What the task asks: Output the data word for word, dropping every image.
** Start Dataset records **
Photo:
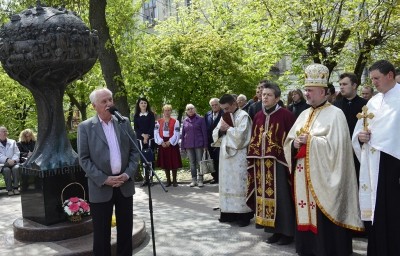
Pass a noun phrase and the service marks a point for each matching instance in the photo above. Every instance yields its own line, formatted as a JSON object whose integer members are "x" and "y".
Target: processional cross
{"x": 365, "y": 115}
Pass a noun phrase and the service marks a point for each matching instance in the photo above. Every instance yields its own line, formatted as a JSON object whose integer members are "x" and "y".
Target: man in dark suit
{"x": 212, "y": 118}
{"x": 351, "y": 104}
{"x": 257, "y": 106}
{"x": 110, "y": 161}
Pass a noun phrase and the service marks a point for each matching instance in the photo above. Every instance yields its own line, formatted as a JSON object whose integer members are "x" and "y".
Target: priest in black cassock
** End Dataset records **
Correct result:
Photo:
Pass a noun phrase and the service marks a point for each matching instance in the photo above. Every instance yields its own line, formatted as a JSON object whose integer members are "x" and "y".
Target: processional cross
{"x": 365, "y": 115}
Pass a noun phrase and the service marks a point for each matching instance in the photo above. Every instance yields its own line, formatted as a JSON object whose integer members are "x" and "y".
Target: man in dark suit
{"x": 212, "y": 118}
{"x": 351, "y": 104}
{"x": 257, "y": 106}
{"x": 110, "y": 161}
Pass a noun phrase and the service marks a point for each matching instance in the photo above. Every instance yields its own line, formatted as a JSON object whose integer members are "x" and "y".
Target: priest in black cassock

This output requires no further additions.